### [Excerpt provided]

The Return of Medusa, also known as The Return of Medusa: Rings of Medusa II, is a 1991 role-playing video game and strategy video game hybrid developed by X-Ample and published by Starbyte Software for Amiga, Atari ST and PC DOS as a sequel to the 1989 game Rings of Medusa. A planned Commodore 64 version was cancelled.

Gameplay

The game is different from the original as its main component is now a typical first-person perspective dungeon crawl, similar to Dungeon Master. Once the player has escaped the dungeon the game becomes a strategy style, involving visiting various locations where trading can be done in order to finance armies. Alternative ways to accumulate income include attacking enemy gangs, playing roulette at the casino and robbing banks.

### [What this task involves]
Extend the text about The Return of Medusa, picking up right after its final sentence. You won't need the data after this.

### [Information provided]
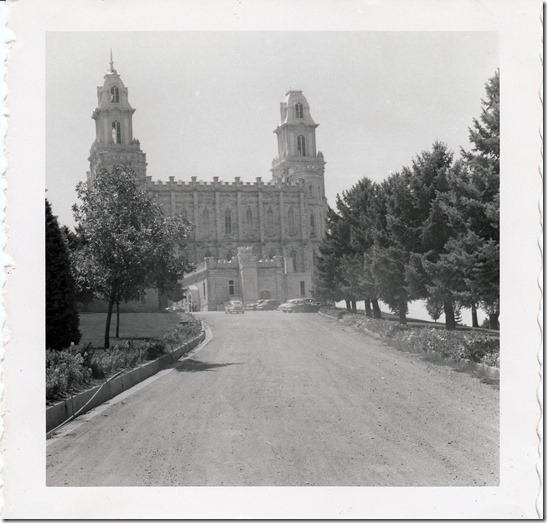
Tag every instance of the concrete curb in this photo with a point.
(59, 413)
(492, 373)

### [Task output]
Plot
It has been many years since the young Cirion, Crown Prince of Morenor, won what he thought to be the final battle against the wicked queen Medusa and conquered her hellish army. But the very night before the Cirion's coronation, he is confronted by the returning Medusa, who kidnaps his girlfriend and boastfully declares her intent to travel to the far future, where he would be long dead and there would be no-one to stop her from gaining absolute control over his land. In the last moment, Cirion follows Medusa through the portal, emerging 300 years into the future in a modern era.

Cirion is now again alone in the fight against the overwhelming forces of evil. Hie must find thirteen keys to Medusa's lair hidden in the mazes of underground bunkers, and destroy the dark crystal Dohor that is the source of the witch's power to defeat her forever and rescue his beloved.

Reception
The game received generally positive reviews, including the scores of 85% from Amiga Format, 69% from Amiga Action, 90% from Joystick, 82% from Amiga Joker, 70% from Power Play, and 42/50 from ASM.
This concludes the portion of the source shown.